■ Work instruction:
After reading the data, copy it out in full and exactly.

** Opening Supplied records block **

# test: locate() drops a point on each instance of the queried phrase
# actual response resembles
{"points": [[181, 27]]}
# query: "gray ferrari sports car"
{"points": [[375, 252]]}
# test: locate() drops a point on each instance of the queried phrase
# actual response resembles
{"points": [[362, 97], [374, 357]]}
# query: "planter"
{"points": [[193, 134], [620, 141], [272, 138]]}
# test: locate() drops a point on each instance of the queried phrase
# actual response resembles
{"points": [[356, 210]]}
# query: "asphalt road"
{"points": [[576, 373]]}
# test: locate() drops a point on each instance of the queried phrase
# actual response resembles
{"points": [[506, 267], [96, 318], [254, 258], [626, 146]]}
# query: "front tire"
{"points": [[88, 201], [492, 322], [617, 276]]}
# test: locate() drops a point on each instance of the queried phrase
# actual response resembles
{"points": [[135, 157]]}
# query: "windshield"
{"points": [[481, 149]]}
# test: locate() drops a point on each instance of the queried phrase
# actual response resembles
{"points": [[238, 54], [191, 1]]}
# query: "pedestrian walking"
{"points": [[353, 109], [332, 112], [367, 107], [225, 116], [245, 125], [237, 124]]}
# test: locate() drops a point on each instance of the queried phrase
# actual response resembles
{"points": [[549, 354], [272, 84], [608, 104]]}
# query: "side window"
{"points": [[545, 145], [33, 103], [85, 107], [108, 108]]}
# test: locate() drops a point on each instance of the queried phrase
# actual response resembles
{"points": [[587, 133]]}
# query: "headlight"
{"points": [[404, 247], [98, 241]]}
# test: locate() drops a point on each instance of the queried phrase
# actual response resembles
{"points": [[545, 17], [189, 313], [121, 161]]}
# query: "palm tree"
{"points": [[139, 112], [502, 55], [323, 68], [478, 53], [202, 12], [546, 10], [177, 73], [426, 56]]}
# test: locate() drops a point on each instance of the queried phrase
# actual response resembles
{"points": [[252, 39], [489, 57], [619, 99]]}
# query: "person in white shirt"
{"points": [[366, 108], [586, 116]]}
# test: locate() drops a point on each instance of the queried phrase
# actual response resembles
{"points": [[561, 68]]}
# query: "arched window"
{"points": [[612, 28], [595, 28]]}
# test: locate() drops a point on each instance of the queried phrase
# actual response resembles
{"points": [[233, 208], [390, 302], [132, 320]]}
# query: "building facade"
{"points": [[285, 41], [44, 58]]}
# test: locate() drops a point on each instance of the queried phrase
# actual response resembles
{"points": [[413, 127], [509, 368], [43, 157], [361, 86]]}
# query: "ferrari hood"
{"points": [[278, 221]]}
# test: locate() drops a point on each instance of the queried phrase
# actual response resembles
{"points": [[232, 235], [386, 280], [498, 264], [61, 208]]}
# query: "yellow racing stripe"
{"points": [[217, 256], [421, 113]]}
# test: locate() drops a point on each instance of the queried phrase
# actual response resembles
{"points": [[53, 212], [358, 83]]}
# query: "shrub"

** Closing Supplied records block **

■ Answer space:
# test: locate() drops a point on each instance of the queried phrase
# actual response resembles
{"points": [[181, 27]]}
# query: "gray ferrari sports car"
{"points": [[375, 252]]}
# test: locate() drops a point on each instance of the queried phrase
# actual response resembles
{"points": [[362, 97], [374, 357]]}
# query: "planter"
{"points": [[193, 134], [620, 141], [272, 138]]}
# test: locate() drops a point on each instance of the queried phrase
# actual response resembles
{"points": [[356, 210]]}
# query: "asphalt road"
{"points": [[576, 373]]}
# test: locate() drops a point on each instance of the queried phrase
# actual response resembles
{"points": [[506, 267], [96, 318], [254, 258], [626, 146]]}
# query: "front tire"
{"points": [[88, 201], [492, 322], [617, 276]]}
# test: locate() drops a point on each instance of the queried phrase
# actual response resembles
{"points": [[135, 157]]}
# query: "windshield"
{"points": [[481, 149]]}
# test: locate() drops a point on each instance of the queried phrase
# actual response resembles
{"points": [[238, 54], [191, 1]]}
# query: "pedestrian walking"
{"points": [[353, 109], [332, 112], [367, 107], [225, 116], [245, 125], [237, 124]]}
# test: locate() drops a point on each instance of the queried phrase
# actual response resembles
{"points": [[549, 354], [272, 84], [608, 104]]}
# query: "side window"
{"points": [[545, 145], [33, 103], [85, 107], [108, 108]]}
# test: locate() drops a point on each instance of the queried phrase
# actual response resembles
{"points": [[587, 133]]}
# query: "headlight"
{"points": [[404, 247], [98, 241]]}
# test: locate() drops a point on each instance of the queried phrase
# actual response resembles
{"points": [[545, 17], [189, 313], [121, 161]]}
# query: "palm tree"
{"points": [[139, 112], [502, 55], [323, 68], [478, 53], [202, 12], [546, 10], [177, 73], [426, 56]]}
# test: locate() drops a point on each instance of the queried phrase
# actual response resembles
{"points": [[252, 39], [489, 57], [619, 99]]}
# query: "person in white shirt"
{"points": [[366, 108], [586, 116]]}
# test: locate() drops a point on each instance of the queried phrase
# actual response resembles
{"points": [[561, 68]]}
# query: "arched window"
{"points": [[612, 28], [595, 28]]}
# test: locate() drops a point on each instance of the queried phrase
# actual response resembles
{"points": [[233, 208], [390, 302], [132, 320]]}
# query: "building facade"
{"points": [[285, 41], [44, 58]]}
# test: locate() drops a point on each instance of the queried phrase
# actual response resembles
{"points": [[413, 127], [509, 368], [43, 157], [361, 86]]}
# query: "ferrari hood"
{"points": [[278, 221]]}
# test: locate() drops a point on each instance of the queried phrase
# actual response resembles
{"points": [[232, 235], [386, 280], [498, 264], [61, 208]]}
# query: "yellow racing stripe"
{"points": [[217, 256], [421, 113]]}
# test: locate() drops a point on each instance of the queried phrase
# actual response resembles
{"points": [[53, 212], [358, 83]]}
# query: "shrub"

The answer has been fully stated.